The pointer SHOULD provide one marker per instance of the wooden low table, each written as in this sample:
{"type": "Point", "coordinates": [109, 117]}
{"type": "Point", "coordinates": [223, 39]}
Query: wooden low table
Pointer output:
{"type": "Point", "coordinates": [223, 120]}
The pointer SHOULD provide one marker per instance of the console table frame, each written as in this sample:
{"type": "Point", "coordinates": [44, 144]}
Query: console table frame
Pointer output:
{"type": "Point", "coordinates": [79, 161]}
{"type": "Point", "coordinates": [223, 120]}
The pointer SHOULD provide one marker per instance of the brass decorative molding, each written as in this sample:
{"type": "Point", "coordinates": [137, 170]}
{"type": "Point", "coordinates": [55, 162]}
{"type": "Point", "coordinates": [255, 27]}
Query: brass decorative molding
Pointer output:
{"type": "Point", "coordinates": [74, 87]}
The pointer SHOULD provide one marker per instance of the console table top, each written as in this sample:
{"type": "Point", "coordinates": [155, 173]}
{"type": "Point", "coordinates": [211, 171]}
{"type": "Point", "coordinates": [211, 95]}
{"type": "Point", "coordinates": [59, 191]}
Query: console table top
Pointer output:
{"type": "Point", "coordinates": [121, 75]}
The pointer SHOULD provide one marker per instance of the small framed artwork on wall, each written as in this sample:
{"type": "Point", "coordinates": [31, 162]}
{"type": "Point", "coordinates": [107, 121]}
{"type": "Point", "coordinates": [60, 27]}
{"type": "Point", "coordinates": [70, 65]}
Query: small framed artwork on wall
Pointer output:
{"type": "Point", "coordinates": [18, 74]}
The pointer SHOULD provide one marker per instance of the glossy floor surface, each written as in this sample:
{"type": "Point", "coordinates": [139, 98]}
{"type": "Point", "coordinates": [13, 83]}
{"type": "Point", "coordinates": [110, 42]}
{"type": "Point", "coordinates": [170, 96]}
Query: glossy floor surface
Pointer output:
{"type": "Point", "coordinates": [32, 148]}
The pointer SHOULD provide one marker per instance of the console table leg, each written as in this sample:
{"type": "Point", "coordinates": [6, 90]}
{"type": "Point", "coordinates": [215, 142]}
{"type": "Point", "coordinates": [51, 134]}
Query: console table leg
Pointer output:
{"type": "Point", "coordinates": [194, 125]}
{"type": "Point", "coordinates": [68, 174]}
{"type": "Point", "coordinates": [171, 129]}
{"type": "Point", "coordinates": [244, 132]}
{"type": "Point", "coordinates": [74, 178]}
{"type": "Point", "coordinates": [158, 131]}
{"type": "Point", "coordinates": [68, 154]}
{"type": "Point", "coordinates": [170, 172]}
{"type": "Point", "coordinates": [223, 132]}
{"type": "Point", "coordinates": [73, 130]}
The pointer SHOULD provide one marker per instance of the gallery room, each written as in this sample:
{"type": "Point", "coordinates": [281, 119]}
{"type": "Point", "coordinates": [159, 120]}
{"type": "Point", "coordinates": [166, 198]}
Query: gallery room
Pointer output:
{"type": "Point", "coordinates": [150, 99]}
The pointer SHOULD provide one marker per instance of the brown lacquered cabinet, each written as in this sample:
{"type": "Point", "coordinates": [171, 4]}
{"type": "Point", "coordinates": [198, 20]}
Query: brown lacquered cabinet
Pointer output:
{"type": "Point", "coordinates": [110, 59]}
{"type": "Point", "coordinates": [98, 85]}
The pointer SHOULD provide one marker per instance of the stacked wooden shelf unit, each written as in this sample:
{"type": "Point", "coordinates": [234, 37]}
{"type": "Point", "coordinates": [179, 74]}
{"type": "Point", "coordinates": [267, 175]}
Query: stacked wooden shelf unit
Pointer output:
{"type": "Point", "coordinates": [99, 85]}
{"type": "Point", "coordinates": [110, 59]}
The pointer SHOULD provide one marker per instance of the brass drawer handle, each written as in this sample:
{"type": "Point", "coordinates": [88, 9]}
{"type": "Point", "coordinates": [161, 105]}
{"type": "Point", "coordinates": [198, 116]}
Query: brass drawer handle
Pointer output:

□ □ □ □ □

What you have to do –
Compute the number of lines in the records that contain the string "molding", and return that number alone.

Solved exercise –
2